■ **Task to carry out**: Write an exact copy of the entries below that leaves out all pictures.

━━━━━ Material to process ━━━━━

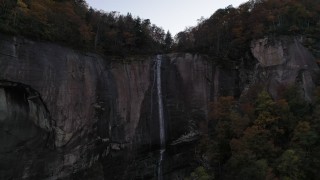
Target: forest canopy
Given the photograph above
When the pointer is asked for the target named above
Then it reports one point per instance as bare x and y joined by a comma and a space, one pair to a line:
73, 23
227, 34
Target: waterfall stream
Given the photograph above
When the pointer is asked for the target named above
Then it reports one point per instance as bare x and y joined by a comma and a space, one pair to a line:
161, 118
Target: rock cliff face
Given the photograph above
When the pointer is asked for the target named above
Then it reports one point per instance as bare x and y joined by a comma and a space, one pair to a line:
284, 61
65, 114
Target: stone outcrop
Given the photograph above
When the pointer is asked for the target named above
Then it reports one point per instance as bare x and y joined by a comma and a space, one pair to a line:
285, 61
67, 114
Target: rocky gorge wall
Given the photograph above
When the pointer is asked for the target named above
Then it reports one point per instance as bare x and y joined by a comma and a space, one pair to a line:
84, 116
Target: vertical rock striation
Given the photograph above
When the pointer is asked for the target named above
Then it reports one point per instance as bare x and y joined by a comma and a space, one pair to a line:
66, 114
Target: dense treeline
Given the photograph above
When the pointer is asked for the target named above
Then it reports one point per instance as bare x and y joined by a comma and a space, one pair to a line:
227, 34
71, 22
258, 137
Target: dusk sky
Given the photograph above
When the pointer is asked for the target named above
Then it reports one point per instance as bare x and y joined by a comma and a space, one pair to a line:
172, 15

━━━━━

■ **Written response**:
Target: forest canopy
Given the photograph above
When the pointer is asked for the target named above
Then it reports one point per instance as bare x and y joined by a comma and a space, one pair to a line:
73, 23
227, 34
Target: waterfall stream
Given the photograph above
When the pointer is asked for the target named above
Then it reports one point per instance as bare x and y joined by a comma and a space, one pair to a line:
161, 118
Target: rock cliff face
Given the photograph above
When the pointer is asked for the target named above
Then it reports one point per instance as bare x and y joined by a comma and a space, one pair to a line:
284, 61
65, 114
Target: stone outcrop
Given the photograph above
When the pointer is asked for the target named above
Then it reports one point per instance as bare x and y joined by a comma and a space, one pair to a line:
285, 61
67, 114
Target: rocky gorge wall
Given the photograph above
When the pointer is asked for the target named above
Then it reports one point per instance as bare x and y joined by a comma and a space, one pair to a line:
84, 116
Target: vertical rock striation
Given the photograph above
When the pointer is asked for the target named above
Then it reports one point per instance as bare x and y joined by a comma and a space, one pair to a line:
66, 114
Target: dense treeline
Given the photograph above
When the pointer is asked for the target named above
Then it reports one point per instance as bare x and y joined by a comma and a space, one pair to a line:
227, 34
71, 22
258, 137
Target: dusk sky
Given the photograph above
When the pointer is asked for the target named above
Then it reports one point per instance as bare x and y joined by a comma and a space, one pair to a line:
172, 15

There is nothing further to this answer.